Rewrite all the rows below as a numbered list, leaving out any blank lines.
□ □ □ □ □ □ □
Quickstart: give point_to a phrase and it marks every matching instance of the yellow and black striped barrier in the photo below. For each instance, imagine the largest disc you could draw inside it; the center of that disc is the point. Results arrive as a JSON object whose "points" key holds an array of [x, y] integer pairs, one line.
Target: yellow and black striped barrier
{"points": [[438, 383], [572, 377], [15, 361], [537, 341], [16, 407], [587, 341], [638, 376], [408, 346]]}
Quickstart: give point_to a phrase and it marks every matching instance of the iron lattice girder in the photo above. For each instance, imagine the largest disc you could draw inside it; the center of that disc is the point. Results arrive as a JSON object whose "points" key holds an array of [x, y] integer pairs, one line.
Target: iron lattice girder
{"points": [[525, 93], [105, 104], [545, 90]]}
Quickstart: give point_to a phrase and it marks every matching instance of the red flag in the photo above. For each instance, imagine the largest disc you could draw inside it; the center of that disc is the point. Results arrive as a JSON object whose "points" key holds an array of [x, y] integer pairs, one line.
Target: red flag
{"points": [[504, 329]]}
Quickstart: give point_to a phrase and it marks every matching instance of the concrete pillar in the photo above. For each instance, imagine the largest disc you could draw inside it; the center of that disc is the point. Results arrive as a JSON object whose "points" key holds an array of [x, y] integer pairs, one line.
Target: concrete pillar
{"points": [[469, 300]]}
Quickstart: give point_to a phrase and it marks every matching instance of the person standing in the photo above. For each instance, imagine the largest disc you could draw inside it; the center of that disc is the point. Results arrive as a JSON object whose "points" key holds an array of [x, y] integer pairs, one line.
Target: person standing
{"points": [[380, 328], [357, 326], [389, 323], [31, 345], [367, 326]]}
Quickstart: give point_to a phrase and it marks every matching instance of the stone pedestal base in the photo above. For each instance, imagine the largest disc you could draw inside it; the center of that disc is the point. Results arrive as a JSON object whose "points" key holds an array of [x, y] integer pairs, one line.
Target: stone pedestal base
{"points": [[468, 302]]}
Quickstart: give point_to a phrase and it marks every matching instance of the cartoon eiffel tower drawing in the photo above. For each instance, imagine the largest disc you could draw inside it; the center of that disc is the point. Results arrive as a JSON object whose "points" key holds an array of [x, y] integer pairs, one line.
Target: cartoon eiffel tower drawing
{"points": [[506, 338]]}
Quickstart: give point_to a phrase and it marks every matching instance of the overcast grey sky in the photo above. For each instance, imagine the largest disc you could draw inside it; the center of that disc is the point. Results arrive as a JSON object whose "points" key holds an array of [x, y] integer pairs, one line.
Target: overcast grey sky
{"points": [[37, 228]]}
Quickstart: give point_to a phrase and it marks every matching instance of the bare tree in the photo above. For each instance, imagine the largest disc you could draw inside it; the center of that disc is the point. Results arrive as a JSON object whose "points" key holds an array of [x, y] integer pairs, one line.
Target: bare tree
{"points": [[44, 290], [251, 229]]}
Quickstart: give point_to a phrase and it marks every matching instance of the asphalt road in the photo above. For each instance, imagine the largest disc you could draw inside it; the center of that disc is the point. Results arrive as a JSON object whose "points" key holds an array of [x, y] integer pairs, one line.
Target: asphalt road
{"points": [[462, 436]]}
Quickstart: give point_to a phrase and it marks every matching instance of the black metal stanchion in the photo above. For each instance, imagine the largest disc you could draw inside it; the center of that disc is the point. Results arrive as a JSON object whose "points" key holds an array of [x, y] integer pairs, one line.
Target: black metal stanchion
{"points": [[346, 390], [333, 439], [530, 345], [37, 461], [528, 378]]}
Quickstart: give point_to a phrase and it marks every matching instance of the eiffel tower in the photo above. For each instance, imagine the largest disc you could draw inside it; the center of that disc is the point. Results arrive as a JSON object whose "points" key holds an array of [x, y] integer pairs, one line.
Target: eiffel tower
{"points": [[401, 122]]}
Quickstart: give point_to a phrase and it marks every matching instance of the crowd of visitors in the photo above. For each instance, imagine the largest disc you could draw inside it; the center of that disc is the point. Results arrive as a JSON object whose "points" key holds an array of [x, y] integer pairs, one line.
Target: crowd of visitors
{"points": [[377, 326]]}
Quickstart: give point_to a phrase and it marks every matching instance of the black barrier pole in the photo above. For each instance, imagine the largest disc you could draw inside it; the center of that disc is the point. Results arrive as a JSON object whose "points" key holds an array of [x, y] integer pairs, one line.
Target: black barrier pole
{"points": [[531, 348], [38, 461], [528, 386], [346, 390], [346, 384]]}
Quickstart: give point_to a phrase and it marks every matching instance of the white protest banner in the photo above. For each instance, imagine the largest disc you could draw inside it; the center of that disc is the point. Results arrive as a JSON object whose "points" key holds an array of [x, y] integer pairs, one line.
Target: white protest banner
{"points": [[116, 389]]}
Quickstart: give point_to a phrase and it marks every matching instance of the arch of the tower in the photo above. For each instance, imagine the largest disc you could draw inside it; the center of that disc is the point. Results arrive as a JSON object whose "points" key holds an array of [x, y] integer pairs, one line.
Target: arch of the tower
□ □ □ □ □ □ □
▸ **RESPONSE**
1. Quickstart: give point_to a phrase and it marks every matching instance of the yellow and black striped barrier in the photo below. For each instance, imagine the largest disc you could draw inside it; the center of that disc is the point. Results arrive as a JSON object whose "points" key holds an array of [x, y] integer pairs, one line.
2. Target: yellow and black striped barrier
3. {"points": [[438, 383], [572, 377], [15, 361], [537, 341], [16, 407], [587, 341], [638, 376], [408, 346]]}
4. Quickstart: give point_to a phrase and it marks every matching instance of the iron lattice girder in the photo above. For each instance, imagine the largest disc you could draw inside it; the center of that disc is the point. Results arrive as a JSON object whose "points" key holds an array of [x, y] integer pairs, one line.
5. Target: iron lattice girder
6. {"points": [[525, 93], [105, 104], [545, 90]]}
7. Quickstart: give point_to a phrase and it marks every matching instance of the red flag in the photo above. For each instance, imagine the largest disc you could draw inside it; the center of that disc is the point. Results arrive as a JSON object whose "points" key holds an array of [x, y] integer pairs, one line.
8. Target: red flag
9. {"points": [[504, 329]]}
10. Quickstart: give point_to a phrase and it marks every matching instance of the concrete pillar in the photo above. For each instance, imagine the largest disc you could draw inside it; the center of that disc is the point. Results arrive as a JSON object whose "points" key holds an array of [x, y] integer pairs, one line.
11. Target: concrete pillar
12. {"points": [[469, 300]]}
13. Quickstart: give point_to a phrase and it marks every matching instance of the person standing in the photo above. For each instance, imagine the largest disc you could draw inside it; the center of that disc is the point. Results arrive as a JSON object whose "points" key holds an array of [x, y] integer pairs, one line.
14. Target: person standing
15. {"points": [[380, 328], [357, 326], [389, 323], [31, 345], [367, 326]]}
16. Quickstart: give point_to a phrase and it marks every matching instance of the stone pedestal base in the photo above. For each instance, imagine the largest disc you could draw inside it; the center of that disc is the point. Results arrive as a JSON object whose "points" key holds an array of [x, y] integer pairs, one line.
17. Target: stone pedestal base
18. {"points": [[468, 302]]}
19. Quickstart: give point_to a phrase and it marks every matching instance of the cartoon eiffel tower drawing in the photo above. For each instance, imagine the largest disc you could draw inside it; the center of that disc is the point. Results arrive as a JSON object whose "points" key holds an array of [x, y] integer pairs, one line.
20. Target: cartoon eiffel tower drawing
21. {"points": [[506, 338]]}
22. Quickstart: give point_to a phrase and it marks every matching instance of the overcast grey sky in the photo above. For each instance, imagine the largest disc you could draw inside it; the center of that disc is the point. Results arrive as a JSON object whose "points" key holds an array of [x, y] integer pairs, one line.
23. Target: overcast grey sky
24. {"points": [[37, 228]]}
25. Quickstart: give point_to a phrase and it marks every matching instance of the bare tree in the photo above. For each instance, imagine the largest disc you could draw inside it; the center of that disc is the point. Results arrive as a JSON object whose "points" key holds an array of [x, y] integer pairs, one line.
26. Target: bare tree
27. {"points": [[44, 290], [251, 229]]}
28. Quickstart: give point_to a phrase and it marks every matching instance of the asphalt road in the photo above. For each instance, imagine the largest disc you could draw inside it; the center of that disc is the point. Results arrive as a JSON object whose "points" key holds an array of [x, y] integer pairs, one line.
29. Target: asphalt road
30. {"points": [[462, 436]]}
31. Quickstart: give point_to a phrase and it marks every matching instance of the black metal stanchion in the photo above. For each instance, imagine the largest disc you could draw inside it; the center of that disc is the point. Results arrive as a JSON object whose "points" key holds an array of [x, y] integer pairs, one line.
32. Target: black metal stanchion
33. {"points": [[346, 390], [333, 439], [530, 345], [37, 461], [528, 378]]}
34. Quickstart: give point_to a phrase and it marks every matching instance of the eiffel tower in the photo above. For each instance, imagine the largest disc you could draw inside it; the center of that disc is the point. Results arrive as a JSON object whose "points" key holds an array of [x, y] integer pairs, one line.
35. Target: eiffel tower
36. {"points": [[401, 122]]}
37. Quickstart: give point_to a phrase and it marks every matching instance of the crowd of visitors in the photo above. For each instance, imagine the largest disc you could draw inside it; the center of that disc is the point. Results arrive as a JSON object whose "points" key holds an array of [x, y] integer pairs, one line.
38. Target: crowd of visitors
39. {"points": [[377, 326]]}
40. Quickstart: give point_to a phrase and it marks every matching instance of the black barrier pole in the photo above. For each instance, imagine the largest disc you could draw inside it; the center of that disc is the point. Results arrive as a JSON object whose "points" key holds an array of [x, y] integer pairs, one line.
41. Target: black barrier pole
42. {"points": [[531, 348], [38, 461], [528, 386], [346, 390], [346, 384]]}
43. Quickstart: give point_to a phrase and it marks every matching instance of the white protest banner in the photo above. For each instance, imagine the largest disc you could draw inside it; the center of that disc is the point. Results arrive as a JSON object whose "points" key holds an array of [x, y] integer pairs, one line.
44. Target: white protest banner
45. {"points": [[116, 389]]}
46. Quickstart: give point_to a phrase and it marks every matching instance of the arch of the tower in the photo above. For each instance, imagine the largest disc you could draw inside it; the center of that disc is the point. Results arrive as a JSON object whose "points" key holds an array of [x, y] integer pairs, one line.
47. Target: arch of the tower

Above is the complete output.